─── Data listing ───

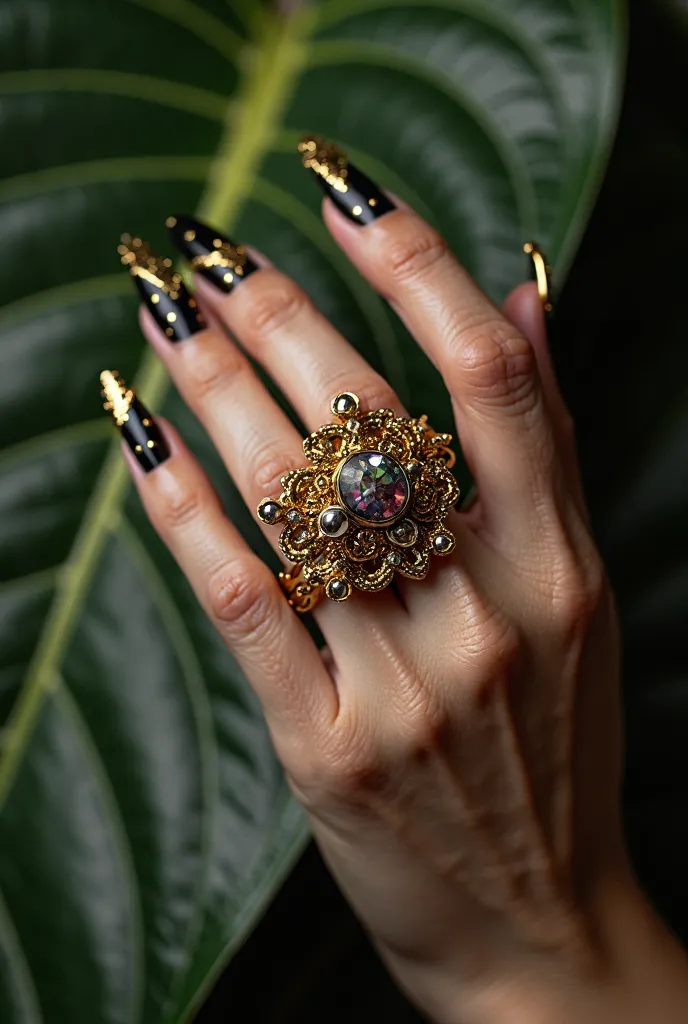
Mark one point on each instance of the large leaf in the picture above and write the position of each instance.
(143, 819)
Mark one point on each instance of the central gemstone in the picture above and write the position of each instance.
(374, 486)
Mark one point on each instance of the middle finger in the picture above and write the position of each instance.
(281, 328)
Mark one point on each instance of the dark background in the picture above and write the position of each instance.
(621, 350)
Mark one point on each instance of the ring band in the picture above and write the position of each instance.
(373, 502)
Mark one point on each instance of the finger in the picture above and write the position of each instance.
(237, 590)
(253, 436)
(488, 366)
(280, 327)
(524, 308)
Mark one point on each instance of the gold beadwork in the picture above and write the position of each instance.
(332, 558)
(119, 396)
(543, 273)
(142, 262)
(327, 160)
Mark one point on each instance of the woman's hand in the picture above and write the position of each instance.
(457, 748)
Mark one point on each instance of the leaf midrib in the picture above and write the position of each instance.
(280, 50)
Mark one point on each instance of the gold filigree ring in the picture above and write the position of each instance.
(373, 502)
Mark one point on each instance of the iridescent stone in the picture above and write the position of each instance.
(374, 486)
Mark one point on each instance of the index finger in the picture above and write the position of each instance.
(488, 366)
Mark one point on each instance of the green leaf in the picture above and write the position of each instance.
(144, 822)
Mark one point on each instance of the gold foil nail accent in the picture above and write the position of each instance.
(232, 257)
(118, 396)
(327, 160)
(142, 262)
(543, 273)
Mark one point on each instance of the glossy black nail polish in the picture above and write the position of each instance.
(350, 189)
(132, 418)
(173, 308)
(218, 259)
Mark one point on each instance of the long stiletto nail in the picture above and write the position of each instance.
(210, 253)
(137, 425)
(174, 309)
(542, 272)
(350, 189)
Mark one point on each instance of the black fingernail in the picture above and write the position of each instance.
(541, 271)
(350, 189)
(137, 425)
(173, 308)
(218, 259)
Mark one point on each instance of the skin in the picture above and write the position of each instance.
(461, 768)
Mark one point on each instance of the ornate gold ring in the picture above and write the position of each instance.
(373, 502)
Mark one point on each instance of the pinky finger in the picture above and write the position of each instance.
(240, 594)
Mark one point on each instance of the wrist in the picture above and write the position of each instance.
(633, 970)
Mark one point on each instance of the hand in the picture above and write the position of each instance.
(457, 748)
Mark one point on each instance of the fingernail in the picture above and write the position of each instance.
(542, 272)
(137, 425)
(218, 259)
(350, 189)
(173, 307)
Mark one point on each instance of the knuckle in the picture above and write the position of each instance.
(354, 779)
(496, 366)
(268, 468)
(239, 599)
(489, 655)
(181, 508)
(415, 253)
(280, 302)
(578, 594)
(210, 372)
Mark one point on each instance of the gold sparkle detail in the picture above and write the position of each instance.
(231, 257)
(142, 262)
(327, 160)
(118, 396)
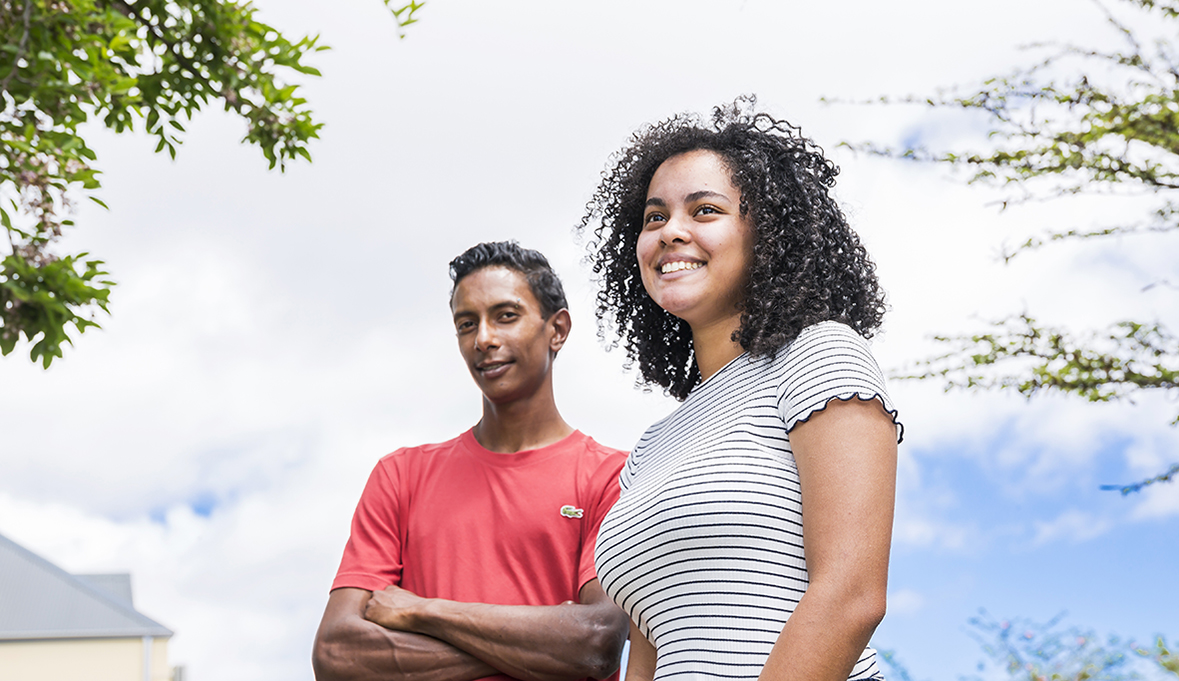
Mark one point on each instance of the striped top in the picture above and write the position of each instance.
(704, 548)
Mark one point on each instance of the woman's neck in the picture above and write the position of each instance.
(715, 348)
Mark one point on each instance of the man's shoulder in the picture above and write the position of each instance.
(598, 455)
(594, 448)
(421, 451)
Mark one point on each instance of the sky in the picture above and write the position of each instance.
(272, 335)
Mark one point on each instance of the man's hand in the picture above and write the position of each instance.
(350, 648)
(528, 642)
(394, 608)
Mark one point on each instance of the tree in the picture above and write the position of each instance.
(64, 63)
(1079, 120)
(1028, 650)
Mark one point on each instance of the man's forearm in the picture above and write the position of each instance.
(350, 648)
(528, 642)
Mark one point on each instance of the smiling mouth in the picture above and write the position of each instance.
(679, 266)
(492, 369)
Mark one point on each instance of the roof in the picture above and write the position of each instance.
(39, 600)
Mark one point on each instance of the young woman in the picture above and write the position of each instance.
(752, 534)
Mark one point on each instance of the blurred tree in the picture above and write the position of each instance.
(1033, 652)
(64, 63)
(1080, 120)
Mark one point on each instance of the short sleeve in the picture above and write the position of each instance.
(371, 557)
(604, 490)
(829, 361)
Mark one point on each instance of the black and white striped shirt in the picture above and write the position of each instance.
(704, 548)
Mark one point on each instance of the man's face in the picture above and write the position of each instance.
(506, 342)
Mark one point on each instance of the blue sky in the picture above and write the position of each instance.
(274, 335)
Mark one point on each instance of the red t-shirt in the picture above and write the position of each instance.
(460, 522)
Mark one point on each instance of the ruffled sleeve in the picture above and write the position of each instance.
(829, 361)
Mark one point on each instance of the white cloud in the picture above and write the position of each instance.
(906, 602)
(1072, 526)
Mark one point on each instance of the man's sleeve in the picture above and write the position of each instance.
(603, 488)
(373, 555)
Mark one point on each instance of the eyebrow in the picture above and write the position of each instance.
(703, 194)
(495, 308)
(689, 198)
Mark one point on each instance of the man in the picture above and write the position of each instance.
(473, 559)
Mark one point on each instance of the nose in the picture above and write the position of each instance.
(485, 337)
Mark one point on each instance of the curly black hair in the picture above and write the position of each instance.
(544, 282)
(808, 266)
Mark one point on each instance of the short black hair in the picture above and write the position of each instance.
(808, 266)
(544, 282)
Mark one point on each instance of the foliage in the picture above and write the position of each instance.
(1026, 650)
(66, 63)
(1080, 120)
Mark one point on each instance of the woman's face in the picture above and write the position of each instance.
(696, 248)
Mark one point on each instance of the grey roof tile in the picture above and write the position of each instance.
(39, 600)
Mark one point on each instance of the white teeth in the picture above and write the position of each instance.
(679, 265)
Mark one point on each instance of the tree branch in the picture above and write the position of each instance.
(21, 48)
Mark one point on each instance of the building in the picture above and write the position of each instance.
(57, 627)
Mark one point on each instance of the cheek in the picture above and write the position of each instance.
(644, 251)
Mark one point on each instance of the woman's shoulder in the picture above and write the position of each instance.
(823, 338)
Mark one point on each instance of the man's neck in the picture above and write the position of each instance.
(521, 425)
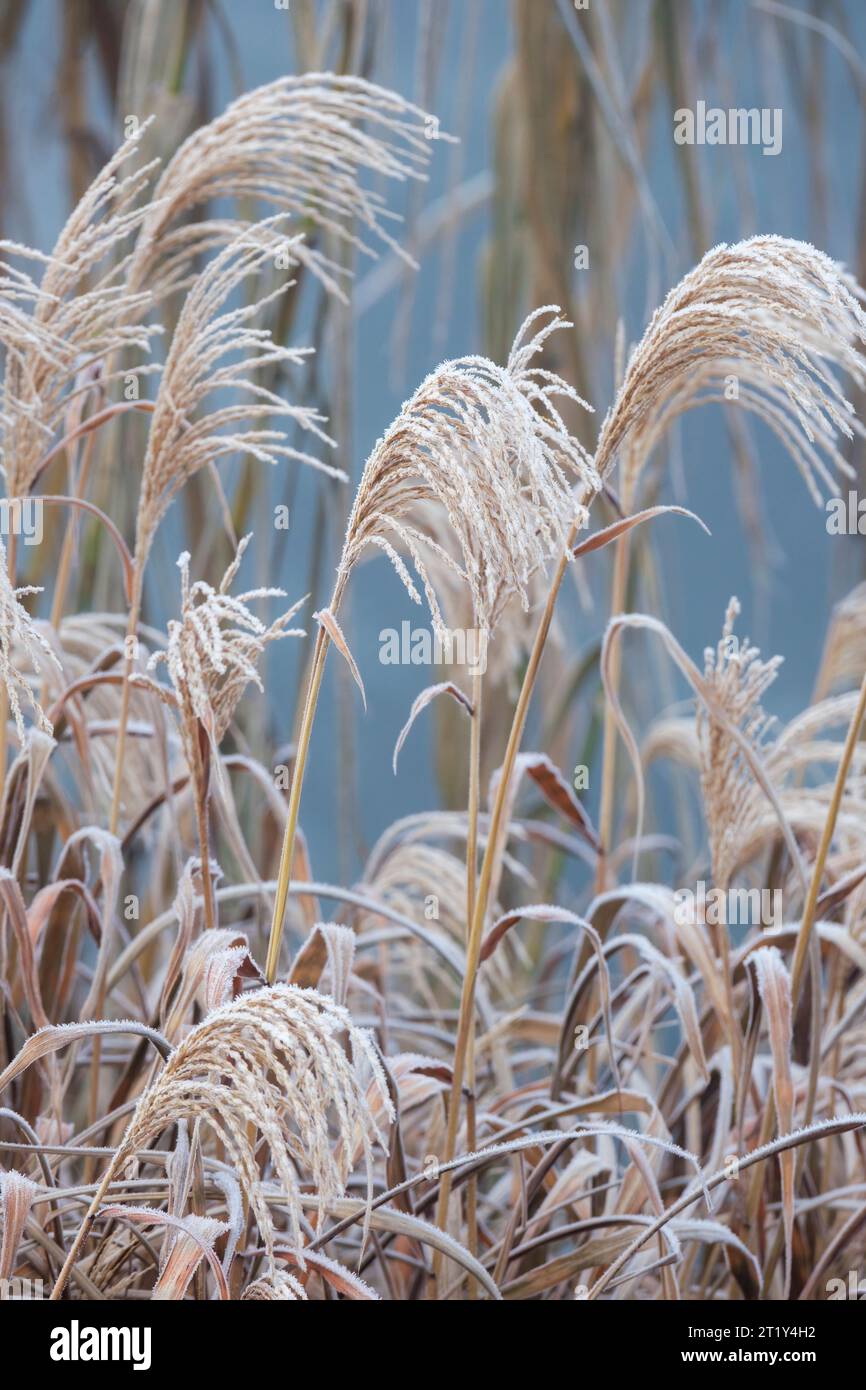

───

* **Exercise details**
The reply should hold every line of the records unchanged and no pictures.

* **Written reply**
Mark one point on each instance of the large leaf in the picture above and write the position of each instance.
(143, 819)
Mark one point on each instance of the central gemstone in the picture above and write the position of each instance.
(374, 486)
Mark one point on each instance of the middle finger in the picture above and write the position of each instance.
(281, 328)
Mark one point on each instance of the dark background in the picture above and write the position of each instance.
(621, 350)
Mark one point on each instance of the ring band in the picture above and write the position of each instance.
(373, 502)
Mark one point on each instance of the finger in the picture above and write the position of each instance.
(237, 590)
(253, 436)
(488, 366)
(280, 327)
(524, 308)
Mark one point on each instance of the gold beadwork in the picture above and write the position of each instance.
(332, 558)
(119, 396)
(543, 273)
(142, 262)
(327, 160)
Mark one point on each instance of the woman's hand in the picture above and write the position of each instance.
(457, 748)
Mark one point on each instance of the leaf midrib in the picture above and write the position of each instance.
(280, 50)
Mark one point on each instance of the gold filigree ring in the picture above and write the position of each instance.
(373, 502)
Mark one point on each instance of the iridescent stone in the picture above and write the position of each instance.
(374, 486)
Mark one point on each instance of the index finger in the picture above and write the position of each instance.
(488, 366)
Mark one point on each instance of the green leaf in the picture above and write the position of each instance.
(144, 822)
Mark one point on each instance of the gold foil nail accent in the picture above and write the position of each instance.
(232, 257)
(118, 396)
(327, 160)
(142, 262)
(543, 273)
Mark one point on each instance of the glossy black nail polish in the picture above and write the position of each instance.
(350, 189)
(132, 418)
(173, 308)
(218, 259)
Mark one point on each instance of the long stiletto nail in the picture above and write the position of each instance.
(210, 253)
(137, 425)
(174, 309)
(542, 272)
(350, 189)
Mark one point on each instance of the black fingernail in the picture above and write the position of each instance.
(541, 271)
(350, 189)
(137, 425)
(173, 308)
(218, 259)
Mark one point on each instance of the skin in the picture above and write the position of each instance.
(461, 768)
Mark one point on each instance of the ornate gold ring in the picture above and write the position of each instance.
(373, 502)
Mark one point on each instance of the pinky finger in the picture above and write the position of each instance.
(240, 594)
Mark one point on each instance of the wrist in the picture above and write the position of each instance.
(633, 970)
Mark one point on each instance of the hand in the picture above and write the position of each instance.
(457, 748)
Mark one point on each instance of the fingernail in the picture above and write the position of each instance.
(542, 272)
(137, 425)
(218, 259)
(350, 189)
(173, 307)
Mark one point on each instance of the knuckle in the picture above and write the position of each instance.
(354, 779)
(496, 366)
(268, 468)
(239, 599)
(489, 655)
(181, 508)
(415, 253)
(280, 302)
(578, 594)
(210, 372)
Mark one point on each instance of the gold sparkle detail in the picture above and write the position of each instance.
(231, 257)
(142, 262)
(327, 160)
(118, 396)
Mark one point on each instance of the striped top in the picture above and write the position of each instance.
(704, 548)
Mark one point on each instance of the woman's neck in the picture above and write the position of each instance.
(715, 348)
Mark one point on each instance of the man's shoulder in the picture above and write the position of each instance.
(598, 455)
(594, 448)
(421, 451)
Mark one point on each instance of the sky in the picture above and write the position of each instance.
(272, 335)
Mark one point on each instance of the man's hand in the picture above and write the position of each instance.
(350, 648)
(528, 642)
(394, 608)
Mark one point on each instance of the tree in the picture above and write the position of each instance.
(64, 63)
(1079, 120)
(1028, 650)
Mark one point on each instance of the man's forearm in the picture above and write the position of each instance.
(350, 648)
(528, 642)
Mark one point on each instance of the smiling mouth in the picture above and write the position of each instance.
(679, 266)
(492, 369)
Mark one point on each instance of the roof in the picture above and write the position of each instance.
(39, 600)
Mark one point on each instance of the young woman in the picture above and write the position of each instance.
(752, 534)
Mark one point on each instance of the blurred tree in the picture above and write the position of each instance.
(1033, 652)
(64, 63)
(1080, 120)
Mark one point on each instance of the short sleeve in the picture above and write the position of each instance.
(371, 557)
(604, 490)
(829, 361)
Mark one point on each instance of the black and white striped shirt in the picture above and write the position of each instance.
(704, 548)
Mark one point on each instance of the man's face in the picture above and write the position of each instance.
(506, 342)
Mark one point on each instance of the blue sky in the picture above and write the position of each instance.
(274, 335)
Mark one point on each instance of the red t-shirt in the picture above and write the position of each instance.
(460, 522)
Mark one point on each instance of the ruffled sleeve in the picture above and write the position of each instance.
(829, 361)
Mark one point on each instance of the white cloud in the picture above and write the position of each instance.
(906, 602)
(1072, 526)
Mark one point on each instance of the man's sleeve in the picture above and write the position of each instance.
(603, 488)
(373, 555)
Mark one point on each instance of the eyebrow in the picture above and write the position of each instance.
(703, 194)
(495, 308)
(689, 198)
Mark one point on each instance of the man in the picture above and write the position of each instance.
(473, 559)
Mark one point on each instance of the nose in the picture above and write the position of each instance.
(485, 337)
Mark one point on each instance of the curly black hair in the picture above and write the position of each instance.
(544, 282)
(808, 266)
Mark one point on each instance of the short black hair in the picture above and write the position of each instance.
(808, 266)
(544, 282)
Mark one point on each instance of the foliage in the picture above and write the position of each instance.
(1026, 650)
(66, 63)
(1080, 120)
Mark one point on each instance of the woman's face in the picture above and write the position of each instance.
(696, 248)
Mark one point on each instance of the grey roof tile in the picture above and write the position of each instance.
(39, 600)
Mark one point on each instance of the white teeth in the picture above and write the position of each instance.
(679, 265)
Mark one point on each instance of the tree branch in the picture above and write the position of each instance.
(21, 48)
Mark one point on each instance of the building in the picture above and write the position of each instance.
(57, 627)
Mark one point on each instance of the cheek in the picture above and write the position of each instance.
(644, 251)
Mark one point on each instance of the woman's shoulder in the picture above and write the position of each instance.
(823, 338)
Mark one point on each instance of the man's neck in the picture above and write the position of each instance.
(521, 425)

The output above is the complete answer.